▶ **Document section**:
══════════════════════════════
It was an amazing insight into a world I knew nothing about, a world that truly shows the darkest and the very brightest sides of people.

I’ll end with the very “sticky” words of Judy Cashmore “ The state is not a good parent, we need people to parent”

If you are interested in foster care or finding out how you can get involved please click here for more details.

 

Comments

  1. Cybele @ BlahBlah says

    Thanks for the link. This is something that keeps rattling around in my brain, as something I would like to do. It’s just so hard to know if I’m the ‘right’ person for the job.

  2. A marvellous post on this worthwhile subject. The details you provide are heart-wrenching and I know from a friend who works for DOCS, that they are critically short of carers – both short term and long. We need to do more as individuals but it’s so easy to put it off…we tend to make excuse – “It’s not a good time right now”. I guess any time, is a good time to help damaged kids. Thanks, Lana.
══════════════════════════════
▶ **Task details**: Continue the foster care blog post and its comments, starting right after the second comment.
══════════════════════════════
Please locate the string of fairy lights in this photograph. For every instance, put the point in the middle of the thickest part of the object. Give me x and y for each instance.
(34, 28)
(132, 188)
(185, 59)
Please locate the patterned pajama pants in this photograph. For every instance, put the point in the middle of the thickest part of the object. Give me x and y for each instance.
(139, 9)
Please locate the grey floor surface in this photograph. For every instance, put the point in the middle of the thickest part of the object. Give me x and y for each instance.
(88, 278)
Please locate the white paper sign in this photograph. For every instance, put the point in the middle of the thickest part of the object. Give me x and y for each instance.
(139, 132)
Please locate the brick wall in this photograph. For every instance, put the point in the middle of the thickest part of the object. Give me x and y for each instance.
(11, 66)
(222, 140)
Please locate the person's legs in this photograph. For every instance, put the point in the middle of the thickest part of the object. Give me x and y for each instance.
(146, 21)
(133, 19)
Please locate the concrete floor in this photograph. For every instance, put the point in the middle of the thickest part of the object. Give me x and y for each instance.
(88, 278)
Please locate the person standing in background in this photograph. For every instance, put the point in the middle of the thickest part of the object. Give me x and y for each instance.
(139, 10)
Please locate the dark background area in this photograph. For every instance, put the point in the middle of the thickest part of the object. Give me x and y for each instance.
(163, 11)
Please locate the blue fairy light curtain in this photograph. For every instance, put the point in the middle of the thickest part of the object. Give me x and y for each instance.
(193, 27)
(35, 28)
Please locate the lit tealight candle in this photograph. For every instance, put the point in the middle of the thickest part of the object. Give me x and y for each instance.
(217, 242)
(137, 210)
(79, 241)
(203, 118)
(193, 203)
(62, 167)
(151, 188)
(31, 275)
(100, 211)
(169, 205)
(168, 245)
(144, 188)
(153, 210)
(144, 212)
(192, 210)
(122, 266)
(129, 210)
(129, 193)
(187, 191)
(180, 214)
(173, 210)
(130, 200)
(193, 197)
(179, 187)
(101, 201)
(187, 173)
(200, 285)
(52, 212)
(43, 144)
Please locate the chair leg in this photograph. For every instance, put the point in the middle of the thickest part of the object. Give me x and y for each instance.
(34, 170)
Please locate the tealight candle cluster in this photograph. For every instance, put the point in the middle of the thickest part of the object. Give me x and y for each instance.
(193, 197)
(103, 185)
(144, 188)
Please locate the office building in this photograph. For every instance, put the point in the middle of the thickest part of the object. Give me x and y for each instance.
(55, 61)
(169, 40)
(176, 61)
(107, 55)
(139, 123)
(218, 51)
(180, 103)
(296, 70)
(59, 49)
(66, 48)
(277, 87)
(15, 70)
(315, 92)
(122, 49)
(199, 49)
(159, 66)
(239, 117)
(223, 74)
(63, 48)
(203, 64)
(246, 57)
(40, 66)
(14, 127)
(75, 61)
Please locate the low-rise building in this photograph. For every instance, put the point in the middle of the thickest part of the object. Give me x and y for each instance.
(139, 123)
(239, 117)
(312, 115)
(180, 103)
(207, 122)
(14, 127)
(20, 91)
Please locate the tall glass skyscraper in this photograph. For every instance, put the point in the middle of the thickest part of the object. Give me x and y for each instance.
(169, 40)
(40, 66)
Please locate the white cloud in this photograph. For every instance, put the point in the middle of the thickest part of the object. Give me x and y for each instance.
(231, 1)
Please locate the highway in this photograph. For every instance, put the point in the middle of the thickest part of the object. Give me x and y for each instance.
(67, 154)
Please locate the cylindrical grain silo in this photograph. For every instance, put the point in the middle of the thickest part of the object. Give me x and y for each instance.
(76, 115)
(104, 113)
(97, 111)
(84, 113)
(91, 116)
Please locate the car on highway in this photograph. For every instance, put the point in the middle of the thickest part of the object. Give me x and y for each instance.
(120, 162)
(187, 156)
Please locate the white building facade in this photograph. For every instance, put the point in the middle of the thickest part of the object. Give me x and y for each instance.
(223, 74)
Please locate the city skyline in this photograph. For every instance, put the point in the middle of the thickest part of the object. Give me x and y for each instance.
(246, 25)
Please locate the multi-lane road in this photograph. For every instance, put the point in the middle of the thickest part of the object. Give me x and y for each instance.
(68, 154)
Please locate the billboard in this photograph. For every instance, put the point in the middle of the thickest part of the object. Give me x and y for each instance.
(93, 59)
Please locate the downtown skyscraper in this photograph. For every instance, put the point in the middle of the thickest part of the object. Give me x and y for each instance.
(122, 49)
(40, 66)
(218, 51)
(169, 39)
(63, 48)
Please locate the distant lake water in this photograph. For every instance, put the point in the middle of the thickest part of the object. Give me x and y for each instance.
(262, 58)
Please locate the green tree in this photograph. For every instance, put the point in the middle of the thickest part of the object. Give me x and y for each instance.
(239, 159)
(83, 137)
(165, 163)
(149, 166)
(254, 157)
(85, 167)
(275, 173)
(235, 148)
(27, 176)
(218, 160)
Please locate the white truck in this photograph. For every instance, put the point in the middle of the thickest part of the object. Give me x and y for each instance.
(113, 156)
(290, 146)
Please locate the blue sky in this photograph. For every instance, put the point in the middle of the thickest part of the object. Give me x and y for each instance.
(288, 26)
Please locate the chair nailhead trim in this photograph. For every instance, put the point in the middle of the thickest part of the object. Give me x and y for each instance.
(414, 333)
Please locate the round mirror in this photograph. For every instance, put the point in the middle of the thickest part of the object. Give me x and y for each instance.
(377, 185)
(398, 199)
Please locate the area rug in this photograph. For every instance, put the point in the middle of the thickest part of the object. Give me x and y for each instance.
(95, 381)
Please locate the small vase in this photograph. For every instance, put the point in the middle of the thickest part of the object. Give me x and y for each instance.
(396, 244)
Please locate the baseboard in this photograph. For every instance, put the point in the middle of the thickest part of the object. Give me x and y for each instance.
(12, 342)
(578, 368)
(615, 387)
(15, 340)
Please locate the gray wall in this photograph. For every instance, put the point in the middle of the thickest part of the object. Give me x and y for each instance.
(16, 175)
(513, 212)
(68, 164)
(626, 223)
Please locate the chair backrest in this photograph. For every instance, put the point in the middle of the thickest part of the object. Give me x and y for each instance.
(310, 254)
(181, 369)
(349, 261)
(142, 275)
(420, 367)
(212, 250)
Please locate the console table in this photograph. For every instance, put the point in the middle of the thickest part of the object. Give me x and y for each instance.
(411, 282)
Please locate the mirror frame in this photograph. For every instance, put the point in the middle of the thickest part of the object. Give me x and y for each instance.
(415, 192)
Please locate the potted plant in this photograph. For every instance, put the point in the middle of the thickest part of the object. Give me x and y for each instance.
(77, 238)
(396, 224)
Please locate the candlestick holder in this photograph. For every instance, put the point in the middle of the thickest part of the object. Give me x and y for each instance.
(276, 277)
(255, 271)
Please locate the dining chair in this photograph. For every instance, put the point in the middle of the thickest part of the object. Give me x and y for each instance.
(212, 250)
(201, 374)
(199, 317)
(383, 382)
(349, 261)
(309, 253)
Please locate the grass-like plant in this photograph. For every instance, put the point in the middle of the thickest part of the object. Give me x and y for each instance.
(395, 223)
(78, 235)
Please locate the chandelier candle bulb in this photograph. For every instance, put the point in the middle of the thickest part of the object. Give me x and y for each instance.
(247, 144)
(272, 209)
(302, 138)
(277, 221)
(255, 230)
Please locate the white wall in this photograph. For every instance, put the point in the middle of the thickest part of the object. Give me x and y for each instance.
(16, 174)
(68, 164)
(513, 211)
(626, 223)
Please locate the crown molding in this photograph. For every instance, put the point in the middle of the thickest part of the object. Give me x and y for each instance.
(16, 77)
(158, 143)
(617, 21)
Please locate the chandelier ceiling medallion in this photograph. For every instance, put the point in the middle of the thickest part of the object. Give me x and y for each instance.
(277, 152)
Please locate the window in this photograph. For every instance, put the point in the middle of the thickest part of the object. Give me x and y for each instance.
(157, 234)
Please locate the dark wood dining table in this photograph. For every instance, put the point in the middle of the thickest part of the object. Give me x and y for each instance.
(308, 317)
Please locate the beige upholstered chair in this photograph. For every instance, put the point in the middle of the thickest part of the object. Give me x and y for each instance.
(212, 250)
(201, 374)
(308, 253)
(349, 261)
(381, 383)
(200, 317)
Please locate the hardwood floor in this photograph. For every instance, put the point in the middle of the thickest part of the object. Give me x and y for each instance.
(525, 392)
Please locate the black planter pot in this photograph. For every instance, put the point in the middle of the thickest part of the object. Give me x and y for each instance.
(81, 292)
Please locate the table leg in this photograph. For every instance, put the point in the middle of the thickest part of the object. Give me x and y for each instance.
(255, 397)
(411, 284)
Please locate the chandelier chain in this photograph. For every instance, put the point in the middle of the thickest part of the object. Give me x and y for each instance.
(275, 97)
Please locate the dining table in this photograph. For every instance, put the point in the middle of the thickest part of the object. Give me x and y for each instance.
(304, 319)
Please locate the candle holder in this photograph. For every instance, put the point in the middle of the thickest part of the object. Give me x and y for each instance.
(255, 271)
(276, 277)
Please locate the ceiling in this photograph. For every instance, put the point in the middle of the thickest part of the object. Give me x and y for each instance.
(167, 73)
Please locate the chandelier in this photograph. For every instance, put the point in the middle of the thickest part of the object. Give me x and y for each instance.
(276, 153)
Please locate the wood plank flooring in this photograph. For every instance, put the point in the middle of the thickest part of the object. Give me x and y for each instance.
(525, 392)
══════════════════════════════
▶ **Right answer**:
  3. My Aunty and Uncle are foster carers. They currently have 3 girls, who they have had for the last 8 years. The mother doesn’t have contact with them, but they still have contact with their elderly grandmother. They also adopted a boy who they got when he was 2 weeks old. He was born addicted to cocaine and continued to have unsupervised visits with his mother until he was 3, when my aunt and uncle adopted him. He is 19 now and has a lot of physical and mental disabilities but he’s a great kid. I don’t think that I could ever work for DOCS or be a foster carer, the heartbreak would just tear me apart. So I really take my hat off to those people who take on this special role. They are the real heroes.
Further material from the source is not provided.